* **What you will do**
Starting with the line that contains "Could you point to the tree canopy" and going on through the end of the data below, write out every line again, requests included, scaling each coordinate in the answers by 1.15 and rounding to whole numbers, with halves rounded up. Leave the numbers in the requests and in their format samples unchanged.

* **Material**
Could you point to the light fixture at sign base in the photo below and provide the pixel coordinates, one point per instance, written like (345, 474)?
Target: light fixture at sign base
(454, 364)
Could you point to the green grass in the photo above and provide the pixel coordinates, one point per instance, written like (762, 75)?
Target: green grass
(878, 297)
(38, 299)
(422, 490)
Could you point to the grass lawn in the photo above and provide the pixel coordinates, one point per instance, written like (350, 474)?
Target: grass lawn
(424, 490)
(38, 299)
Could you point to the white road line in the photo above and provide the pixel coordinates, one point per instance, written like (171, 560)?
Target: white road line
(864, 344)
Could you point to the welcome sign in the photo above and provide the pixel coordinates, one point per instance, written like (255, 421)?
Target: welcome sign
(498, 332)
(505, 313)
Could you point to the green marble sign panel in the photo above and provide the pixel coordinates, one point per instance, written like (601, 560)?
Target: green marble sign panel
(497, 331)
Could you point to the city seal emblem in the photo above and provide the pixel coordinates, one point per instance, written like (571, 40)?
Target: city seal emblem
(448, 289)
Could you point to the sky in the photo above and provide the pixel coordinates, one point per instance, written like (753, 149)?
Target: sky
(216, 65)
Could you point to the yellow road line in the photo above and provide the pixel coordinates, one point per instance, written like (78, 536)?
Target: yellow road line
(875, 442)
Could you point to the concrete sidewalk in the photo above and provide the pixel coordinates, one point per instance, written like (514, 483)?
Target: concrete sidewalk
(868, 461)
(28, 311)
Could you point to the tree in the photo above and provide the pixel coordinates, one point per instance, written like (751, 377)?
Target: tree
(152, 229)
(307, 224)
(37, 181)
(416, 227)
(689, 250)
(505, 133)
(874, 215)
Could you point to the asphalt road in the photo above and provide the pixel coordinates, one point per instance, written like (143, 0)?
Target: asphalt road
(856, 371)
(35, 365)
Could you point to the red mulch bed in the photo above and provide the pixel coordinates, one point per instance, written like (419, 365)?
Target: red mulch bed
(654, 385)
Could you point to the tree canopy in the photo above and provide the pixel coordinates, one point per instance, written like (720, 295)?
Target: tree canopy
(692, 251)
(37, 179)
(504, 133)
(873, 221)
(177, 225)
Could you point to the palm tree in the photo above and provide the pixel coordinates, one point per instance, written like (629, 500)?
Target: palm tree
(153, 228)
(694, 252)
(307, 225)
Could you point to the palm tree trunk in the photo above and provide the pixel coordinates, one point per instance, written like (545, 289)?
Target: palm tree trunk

* **Solution**
Could you point to the tree canopy in the photo above and provide the pixel coordinates, one point per instance, written like (720, 295)?
Target: tree canopy
(796, 289)
(43, 206)
(580, 153)
(1004, 254)
(204, 259)
Could you point to the palm tree in the photo above and provide the pixel coordinates, one point per instance, written like (629, 500)?
Target: palm tree
(176, 262)
(798, 290)
(353, 259)
Could you point to the palm tree trunk in the photo above and provide the pixel coordinates, one point per instance, written like (545, 289)?
Target: palm tree trunk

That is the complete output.